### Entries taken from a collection
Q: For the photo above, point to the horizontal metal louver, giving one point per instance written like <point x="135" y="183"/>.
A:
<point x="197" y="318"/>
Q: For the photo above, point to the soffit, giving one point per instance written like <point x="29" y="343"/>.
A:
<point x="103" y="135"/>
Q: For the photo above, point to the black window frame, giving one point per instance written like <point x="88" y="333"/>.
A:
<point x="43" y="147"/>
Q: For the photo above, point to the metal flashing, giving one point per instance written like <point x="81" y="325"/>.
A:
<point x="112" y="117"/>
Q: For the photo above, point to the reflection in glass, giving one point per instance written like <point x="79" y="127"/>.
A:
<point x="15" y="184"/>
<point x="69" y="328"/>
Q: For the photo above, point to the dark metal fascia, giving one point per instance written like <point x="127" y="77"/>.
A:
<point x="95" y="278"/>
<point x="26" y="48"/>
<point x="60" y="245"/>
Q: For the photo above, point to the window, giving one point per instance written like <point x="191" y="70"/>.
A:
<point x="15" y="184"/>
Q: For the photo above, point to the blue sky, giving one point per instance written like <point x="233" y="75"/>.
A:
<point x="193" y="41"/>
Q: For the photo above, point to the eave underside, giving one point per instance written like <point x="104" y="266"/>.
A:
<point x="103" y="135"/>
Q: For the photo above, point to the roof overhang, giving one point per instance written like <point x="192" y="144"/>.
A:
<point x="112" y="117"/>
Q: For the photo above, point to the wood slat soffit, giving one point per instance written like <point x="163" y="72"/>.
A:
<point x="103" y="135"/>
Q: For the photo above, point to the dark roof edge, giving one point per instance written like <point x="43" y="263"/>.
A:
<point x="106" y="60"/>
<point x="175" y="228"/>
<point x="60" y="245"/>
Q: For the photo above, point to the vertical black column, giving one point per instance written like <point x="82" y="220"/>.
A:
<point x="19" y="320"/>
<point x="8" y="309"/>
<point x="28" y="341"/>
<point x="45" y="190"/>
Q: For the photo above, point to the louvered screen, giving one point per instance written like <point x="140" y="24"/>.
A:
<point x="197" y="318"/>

### Your assignment
Repeat, exactly and in full, the records shown above.

### Your response
Q: For the photo above, point to the horizontal metal louver, giving one point per instance written like <point x="135" y="183"/>.
A:
<point x="197" y="318"/>
Q: For the photo above, point to the soffit, giving one point per instance written like <point x="29" y="343"/>.
A:
<point x="103" y="135"/>
Q: For the photo above, point to the black window frame, giving one point per instance written like <point x="88" y="333"/>.
A:
<point x="43" y="147"/>
Q: For the photo above, point to the metal flashing, giving one point per instance written like <point x="81" y="325"/>.
A:
<point x="112" y="117"/>
Q: For the photo above, point to the reflection in glass, giving one point per instance written like <point x="79" y="127"/>.
A:
<point x="15" y="184"/>
<point x="69" y="328"/>
Q: For the photo above, point to the dark metal fascia, giving one point per instance written like <point x="127" y="77"/>.
A:
<point x="95" y="278"/>
<point x="26" y="48"/>
<point x="60" y="245"/>
Q: For the photo above, point to the window, giving one point per instance written like <point x="191" y="70"/>.
A:
<point x="15" y="184"/>
Q: For the photo above, point to the blue sky, giving one point per instance written like <point x="233" y="75"/>.
A:
<point x="193" y="41"/>
Q: For the photo above, point to the eave underside, giving one point per instance written like <point x="104" y="266"/>.
A:
<point x="103" y="135"/>
Q: For the photo above, point to the roof overhang, giving one point per instance written like <point x="192" y="144"/>.
A:
<point x="112" y="117"/>
Q: For the photo above, point to the wood slat soffit, giving one point per instance written like <point x="163" y="72"/>.
A:
<point x="103" y="135"/>
Q: For the photo above, point to the dark roof edge, giving one point per instance written like <point x="43" y="263"/>.
A:
<point x="106" y="60"/>
<point x="175" y="228"/>
<point x="60" y="245"/>
Q: For the photo above, point to the vertical black column, giving one point per instance written like <point x="82" y="220"/>.
A:
<point x="19" y="320"/>
<point x="8" y="309"/>
<point x="28" y="341"/>
<point x="45" y="190"/>
Q: For the photo above, point to the louvered screen, giving one point per instance written like <point x="140" y="24"/>.
A:
<point x="197" y="318"/>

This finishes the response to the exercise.